### Directions
Please print every record below exactly as it appears.

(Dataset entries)
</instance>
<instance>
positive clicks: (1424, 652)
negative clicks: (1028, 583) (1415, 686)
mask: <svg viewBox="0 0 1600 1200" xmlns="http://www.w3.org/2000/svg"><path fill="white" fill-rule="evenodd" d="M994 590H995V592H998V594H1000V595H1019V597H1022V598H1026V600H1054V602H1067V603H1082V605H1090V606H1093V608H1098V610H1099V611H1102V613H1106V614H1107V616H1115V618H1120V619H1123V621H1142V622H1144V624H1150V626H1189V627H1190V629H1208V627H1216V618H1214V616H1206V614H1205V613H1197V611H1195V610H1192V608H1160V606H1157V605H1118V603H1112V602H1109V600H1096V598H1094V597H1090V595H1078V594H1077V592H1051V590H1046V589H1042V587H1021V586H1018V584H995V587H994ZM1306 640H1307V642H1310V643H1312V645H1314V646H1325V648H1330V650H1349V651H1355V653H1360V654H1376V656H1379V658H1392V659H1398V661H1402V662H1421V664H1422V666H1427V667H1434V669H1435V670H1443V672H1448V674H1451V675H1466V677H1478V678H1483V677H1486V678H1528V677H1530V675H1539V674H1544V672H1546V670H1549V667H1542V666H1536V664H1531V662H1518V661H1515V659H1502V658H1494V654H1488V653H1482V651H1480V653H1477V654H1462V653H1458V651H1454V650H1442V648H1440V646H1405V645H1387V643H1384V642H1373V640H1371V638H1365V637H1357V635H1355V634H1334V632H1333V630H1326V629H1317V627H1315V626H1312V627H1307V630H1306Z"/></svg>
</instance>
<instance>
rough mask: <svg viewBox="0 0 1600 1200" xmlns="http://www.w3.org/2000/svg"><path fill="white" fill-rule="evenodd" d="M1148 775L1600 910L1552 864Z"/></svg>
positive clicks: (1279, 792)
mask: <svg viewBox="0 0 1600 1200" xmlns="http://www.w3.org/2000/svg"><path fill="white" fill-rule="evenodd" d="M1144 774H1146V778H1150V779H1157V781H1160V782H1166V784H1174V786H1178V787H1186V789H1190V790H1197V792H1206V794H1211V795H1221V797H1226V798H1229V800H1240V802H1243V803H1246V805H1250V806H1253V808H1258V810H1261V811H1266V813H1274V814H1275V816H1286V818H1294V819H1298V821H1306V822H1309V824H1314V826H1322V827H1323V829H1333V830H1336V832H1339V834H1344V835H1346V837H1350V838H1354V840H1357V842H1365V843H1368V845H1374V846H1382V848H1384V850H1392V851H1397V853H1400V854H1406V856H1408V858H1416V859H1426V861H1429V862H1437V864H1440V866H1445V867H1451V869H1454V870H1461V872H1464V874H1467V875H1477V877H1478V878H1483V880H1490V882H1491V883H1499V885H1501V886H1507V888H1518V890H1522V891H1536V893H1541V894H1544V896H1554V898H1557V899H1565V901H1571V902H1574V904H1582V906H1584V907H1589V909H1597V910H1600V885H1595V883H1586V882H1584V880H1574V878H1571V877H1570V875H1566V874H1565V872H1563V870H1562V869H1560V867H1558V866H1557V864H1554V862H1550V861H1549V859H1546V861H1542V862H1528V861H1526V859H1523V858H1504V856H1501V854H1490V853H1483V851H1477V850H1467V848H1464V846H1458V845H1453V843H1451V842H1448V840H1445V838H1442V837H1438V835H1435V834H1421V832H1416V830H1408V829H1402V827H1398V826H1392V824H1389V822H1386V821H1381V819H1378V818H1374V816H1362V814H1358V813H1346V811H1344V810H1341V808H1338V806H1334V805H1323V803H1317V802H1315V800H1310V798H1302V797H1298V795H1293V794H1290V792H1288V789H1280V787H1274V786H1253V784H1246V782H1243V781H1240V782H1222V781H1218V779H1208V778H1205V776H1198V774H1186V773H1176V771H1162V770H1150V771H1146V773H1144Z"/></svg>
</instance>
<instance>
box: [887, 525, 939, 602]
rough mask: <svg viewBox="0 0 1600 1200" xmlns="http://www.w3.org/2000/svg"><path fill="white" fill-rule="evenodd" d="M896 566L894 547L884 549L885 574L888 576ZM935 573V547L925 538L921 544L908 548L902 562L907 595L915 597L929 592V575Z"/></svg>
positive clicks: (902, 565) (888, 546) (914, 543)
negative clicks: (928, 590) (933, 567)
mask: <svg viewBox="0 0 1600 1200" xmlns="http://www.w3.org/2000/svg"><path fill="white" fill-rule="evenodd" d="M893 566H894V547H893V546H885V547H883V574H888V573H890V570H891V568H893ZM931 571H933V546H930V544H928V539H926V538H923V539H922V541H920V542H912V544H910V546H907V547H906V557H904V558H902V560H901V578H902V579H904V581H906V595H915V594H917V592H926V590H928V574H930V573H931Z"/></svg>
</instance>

### Result
</instance>
<instance>
positive clicks: (1424, 652)
negative clicks: (1028, 583) (1415, 686)
mask: <svg viewBox="0 0 1600 1200" xmlns="http://www.w3.org/2000/svg"><path fill="white" fill-rule="evenodd" d="M994 590H995V592H998V594H1000V595H1019V597H1022V598H1026V600H1054V602H1067V603H1082V605H1090V606H1093V608H1098V610H1099V611H1102V613H1106V614H1107V616H1115V618H1120V619H1123V621H1142V622H1144V624H1150V626H1189V627H1190V629H1208V627H1216V618H1214V616H1206V614H1205V613H1197V611H1195V610H1192V608H1160V606H1157V605H1118V603H1112V602H1109V600H1096V598H1094V597H1090V595H1078V594H1077V592H1051V590H1046V589H1042V587H1021V586H1018V584H995V587H994ZM1306 640H1307V642H1310V643H1312V645H1314V646H1325V648H1330V650H1349V651H1355V653H1360V654H1376V656H1379V658H1392V659H1398V661H1402V662H1421V664H1422V666H1427V667H1434V669H1435V670H1443V672H1448V674H1451V675H1466V677H1478V678H1483V677H1486V678H1528V677H1530V675H1539V674H1544V672H1546V670H1549V667H1542V666H1536V664H1531V662H1518V661H1515V659H1502V658H1494V654H1488V653H1482V651H1480V653H1477V654H1462V653H1458V651H1454V650H1442V648H1440V646H1405V645H1387V643H1384V642H1373V640H1371V638H1365V637H1357V635H1355V634H1334V632H1333V630H1326V629H1317V627H1315V626H1312V627H1307V630H1306Z"/></svg>
</instance>
<instance>
rough mask: <svg viewBox="0 0 1600 1200" xmlns="http://www.w3.org/2000/svg"><path fill="white" fill-rule="evenodd" d="M1148 775L1600 910L1552 864Z"/></svg>
positive clicks: (1279, 792)
mask: <svg viewBox="0 0 1600 1200" xmlns="http://www.w3.org/2000/svg"><path fill="white" fill-rule="evenodd" d="M1144 774H1146V778H1150V779H1157V781H1160V782H1166V784H1174V786H1178V787H1186V789H1190V790H1197V792H1206V794H1211V795H1221V797H1226V798H1229V800H1240V802H1243V803H1246V805H1250V806H1253V808H1258V810H1261V811H1266V813H1274V814H1275V816H1286V818H1294V819H1298V821H1306V822H1309V824H1314V826H1322V827H1323V829H1333V830H1336V832H1339V834H1344V835H1346V837H1350V838H1354V840H1357V842H1365V843H1368V845H1374V846H1382V848H1384V850H1392V851H1397V853H1400V854H1406V856H1408V858H1416V859H1426V861H1429V862H1437V864H1440V866H1445V867H1451V869H1454V870H1461V872H1464V874H1467V875H1477V877H1478V878H1483V880H1490V882H1491V883H1499V885H1501V886H1507V888H1518V890H1522V891H1536V893H1541V894H1544V896H1554V898H1557V899H1565V901H1571V902H1574V904H1582V906H1584V907H1589V909H1597V910H1600V885H1595V883H1586V882H1584V880H1574V878H1571V877H1570V875H1566V874H1565V872H1563V870H1562V869H1560V867H1558V866H1557V864H1554V862H1550V861H1549V859H1546V861H1542V862H1528V861H1526V859H1523V858H1504V856H1501V854H1490V853H1483V851H1477V850H1467V848H1464V846H1458V845H1453V843H1451V842H1448V840H1445V838H1442V837H1438V835H1435V834H1421V832H1416V830H1408V829H1402V827H1398V826H1392V824H1389V822H1386V821H1381V819H1378V818H1374V816H1362V814H1358V813H1346V811H1344V810H1341V808H1338V806H1334V805H1323V803H1317V802H1315V800H1310V798H1302V797H1298V795H1293V794H1290V792H1288V789H1280V787H1274V786H1253V784H1246V782H1243V781H1240V782H1222V781H1218V779H1208V778H1205V776H1198V774H1186V773H1176V771H1162V770H1150V771H1146V773H1144Z"/></svg>
</instance>
<instance>
box: [887, 525, 939, 602]
rough mask: <svg viewBox="0 0 1600 1200" xmlns="http://www.w3.org/2000/svg"><path fill="white" fill-rule="evenodd" d="M896 566L894 547L884 549L885 574L888 576ZM935 573V547L925 538L921 544L908 548L902 562L907 595L915 597L929 592V575Z"/></svg>
positive clicks: (902, 565) (888, 546) (914, 543)
negative clicks: (928, 590) (933, 567)
mask: <svg viewBox="0 0 1600 1200" xmlns="http://www.w3.org/2000/svg"><path fill="white" fill-rule="evenodd" d="M893 566H894V547H893V546H885V547H883V574H888V573H890V570H891V568H893ZM931 571H933V546H930V544H928V539H926V538H923V539H922V541H920V542H912V544H910V546H907V547H906V557H904V558H902V560H901V578H902V579H904V581H906V595H915V594H917V592H926V590H928V574H930V573H931Z"/></svg>
</instance>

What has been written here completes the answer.